Hundreds of people came out on Wednesday afternoon to pay their last respects to Café Coffee Day (CCD) founder and top boss V.G. Siddhartha, whose body was kept at the CCD head office in Chikmagalur.
Siddhartha’s body was recovered on Wednesday morning around 6.30am by local fishermen from the backwaters of the Netravathi river.
The queue of people trudging up to the decorated pandal cut across all strata of the society—from coffee estate workers and littérateurs to swamis and politicians, including Karnataka chief minister B.S. Yediyurappa.
The body was moved in the evening to his estate in Mudigere, about 30km away, for the last rites.
The family had requested privacy and barred the media.
Siddhartha’s wife, Malavika, and their two sons, along with his father-in-law and former CM S.M Krishna and his wife, Prerna, were present to pay their respects for the last time. People came in droves to bid a tearful farewell to the man who considered the 30,000 employees who were part of his business empire—from coffee estates and factories and hospitality, to IT and financial services—his family.

* [DATA RECORDS]:
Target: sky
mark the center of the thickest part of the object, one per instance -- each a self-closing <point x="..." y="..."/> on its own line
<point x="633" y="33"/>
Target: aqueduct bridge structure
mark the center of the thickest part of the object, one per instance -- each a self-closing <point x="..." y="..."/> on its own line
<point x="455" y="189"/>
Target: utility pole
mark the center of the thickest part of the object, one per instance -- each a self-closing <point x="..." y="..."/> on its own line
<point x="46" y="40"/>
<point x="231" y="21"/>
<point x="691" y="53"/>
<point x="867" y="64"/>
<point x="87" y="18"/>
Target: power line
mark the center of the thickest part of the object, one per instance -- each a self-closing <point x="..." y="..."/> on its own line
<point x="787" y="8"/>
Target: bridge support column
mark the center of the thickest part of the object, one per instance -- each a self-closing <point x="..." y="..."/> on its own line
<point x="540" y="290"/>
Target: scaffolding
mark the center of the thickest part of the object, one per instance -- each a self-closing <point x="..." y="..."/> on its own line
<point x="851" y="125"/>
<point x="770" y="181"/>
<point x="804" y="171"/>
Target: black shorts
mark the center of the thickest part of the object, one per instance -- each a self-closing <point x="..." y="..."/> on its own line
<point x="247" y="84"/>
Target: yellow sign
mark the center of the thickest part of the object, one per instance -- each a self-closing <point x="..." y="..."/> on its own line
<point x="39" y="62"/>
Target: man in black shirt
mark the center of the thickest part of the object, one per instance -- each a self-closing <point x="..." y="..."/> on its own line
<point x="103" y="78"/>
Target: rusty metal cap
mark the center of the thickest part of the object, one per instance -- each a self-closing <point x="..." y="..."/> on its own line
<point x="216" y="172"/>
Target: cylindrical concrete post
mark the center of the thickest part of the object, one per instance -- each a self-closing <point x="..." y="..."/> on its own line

* [WORK TASK 1]: In the report on Siddhartha's last rites, where was his body moved in the evening?
* [WORK TASK 2]: Summarize the report on Siddhartha's last rites in two sentences.
The entries are not used in any task.

* [EXPECTED ANSWER 1]: To his estate in Mudigere, about 30km away.

* [EXPECTED ANSWER 2]: After local fishermen recovered the body of Café Coffee Day founder V.G. Siddhartha from the backwaters of the Netravathi river, hundreds of people from all strata of society, including Karnataka chief minister B.S. Yediyurappa, paid their last respects at the CCD head office in Chikmagalur. The body was then moved to his estate in Mudigere for the last rites, where his family, including his wife Malavika, their two sons, and former CM S.M. Krishna, was present and the media was barred.